-- begin --
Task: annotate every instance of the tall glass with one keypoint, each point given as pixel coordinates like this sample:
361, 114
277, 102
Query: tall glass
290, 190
-- end --
- DO THIS
Pull out each line in the records above that contains the string "glass". Case counts.

- COMPLETE ANSWER
Task: annotate every instance of the tall glass with one keypoint, each point given as pixel coordinates like this sample:
Query: tall glass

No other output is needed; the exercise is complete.